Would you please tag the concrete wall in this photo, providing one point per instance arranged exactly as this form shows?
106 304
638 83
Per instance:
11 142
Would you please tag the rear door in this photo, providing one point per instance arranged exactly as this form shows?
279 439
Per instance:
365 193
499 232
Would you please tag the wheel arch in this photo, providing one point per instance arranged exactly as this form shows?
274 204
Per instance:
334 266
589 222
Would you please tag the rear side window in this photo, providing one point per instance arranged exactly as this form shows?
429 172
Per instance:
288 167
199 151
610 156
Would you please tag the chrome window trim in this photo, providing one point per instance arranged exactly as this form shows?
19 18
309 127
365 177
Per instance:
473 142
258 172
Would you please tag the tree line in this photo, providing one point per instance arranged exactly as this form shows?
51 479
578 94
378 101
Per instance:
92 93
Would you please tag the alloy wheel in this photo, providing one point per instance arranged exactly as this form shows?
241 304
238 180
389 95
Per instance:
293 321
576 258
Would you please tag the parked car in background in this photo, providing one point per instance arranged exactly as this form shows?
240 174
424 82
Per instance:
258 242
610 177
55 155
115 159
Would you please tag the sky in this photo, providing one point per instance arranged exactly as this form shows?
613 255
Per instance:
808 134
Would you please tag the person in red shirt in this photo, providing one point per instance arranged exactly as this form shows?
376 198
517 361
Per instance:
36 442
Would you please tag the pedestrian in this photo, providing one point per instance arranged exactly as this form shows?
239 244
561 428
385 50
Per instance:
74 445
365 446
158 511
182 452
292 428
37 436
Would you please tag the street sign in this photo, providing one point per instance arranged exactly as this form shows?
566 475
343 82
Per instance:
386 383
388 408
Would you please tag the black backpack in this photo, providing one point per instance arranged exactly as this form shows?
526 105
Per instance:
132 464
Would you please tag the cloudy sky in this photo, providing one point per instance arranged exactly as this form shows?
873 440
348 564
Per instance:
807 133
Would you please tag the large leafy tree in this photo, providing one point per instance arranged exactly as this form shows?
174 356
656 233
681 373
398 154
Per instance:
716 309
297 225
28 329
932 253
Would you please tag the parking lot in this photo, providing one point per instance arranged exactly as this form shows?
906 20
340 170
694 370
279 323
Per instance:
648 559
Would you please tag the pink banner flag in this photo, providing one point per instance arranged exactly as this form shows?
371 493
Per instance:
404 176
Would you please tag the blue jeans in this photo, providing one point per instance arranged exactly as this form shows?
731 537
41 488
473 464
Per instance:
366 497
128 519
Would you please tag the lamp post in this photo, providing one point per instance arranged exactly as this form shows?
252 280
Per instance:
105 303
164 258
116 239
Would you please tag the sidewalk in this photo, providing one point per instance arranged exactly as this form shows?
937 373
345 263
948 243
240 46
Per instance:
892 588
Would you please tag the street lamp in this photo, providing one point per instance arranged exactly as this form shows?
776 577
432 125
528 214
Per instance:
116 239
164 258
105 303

..........

DIRECTION
Repeat word for word the lines running from the line containing "Would you please tag the blue" to the end of the entries above, inclusive.

RESULT
Would you please tag the blue jeans in this photo, providing one point per instance arranged exactly as this form shows?
731 537
41 488
473 464
Per instance:
366 497
128 519
Would you please tag the lamp post in this photo, providing one point per instance arranged exactly as this form shows?
252 280
Per instance:
105 303
164 258
116 239
Would you please tag the sidewalk in this photo, providing one point per instance arranged exactly as this form shows?
937 373
345 263
948 243
240 46
Per instance:
892 588
Would you please tag the street lamp in this photo, providing one point per instance arranged exactly as this form shows?
776 577
432 125
528 214
Per instance:
116 239
164 258
105 303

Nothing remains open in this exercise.